> _ACTION ITEM_:
In the material below, print every line exactly and omit the pictures.

(INFORMATION GIVEN Opens)

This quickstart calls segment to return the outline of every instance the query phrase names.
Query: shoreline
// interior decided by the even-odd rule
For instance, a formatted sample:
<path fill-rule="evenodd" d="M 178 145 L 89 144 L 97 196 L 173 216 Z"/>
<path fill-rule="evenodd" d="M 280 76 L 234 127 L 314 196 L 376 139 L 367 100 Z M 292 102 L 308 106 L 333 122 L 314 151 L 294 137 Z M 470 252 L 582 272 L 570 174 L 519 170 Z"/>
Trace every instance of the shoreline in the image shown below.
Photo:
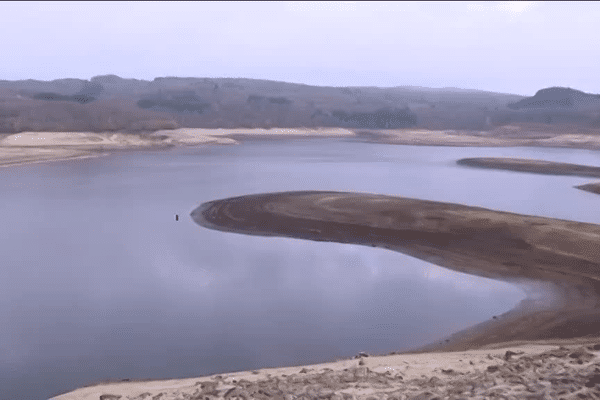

(INFORMATION GIVEN Closes)

> _RESPONSE FOR THIS EXERCISE_:
This quickstart calls segment to return the outline of every instance the query phrase names.
Query: shoreline
// interior decided by the even-odd rule
For instance, a formatted sample:
<path fill-rule="evenodd" d="M 178 145 L 89 144 L 97 196 L 173 216 Z"/>
<path fill-rule="evenodd" d="M 280 76 L 234 127 L 314 196 L 376 139 L 367 100 Z M 292 102 L 308 106 L 333 122 L 314 151 L 294 137 Z M 470 252 L 582 272 L 570 174 L 519 170 Z"/>
Trace every instance of the shoreline in the image shown below.
Photo:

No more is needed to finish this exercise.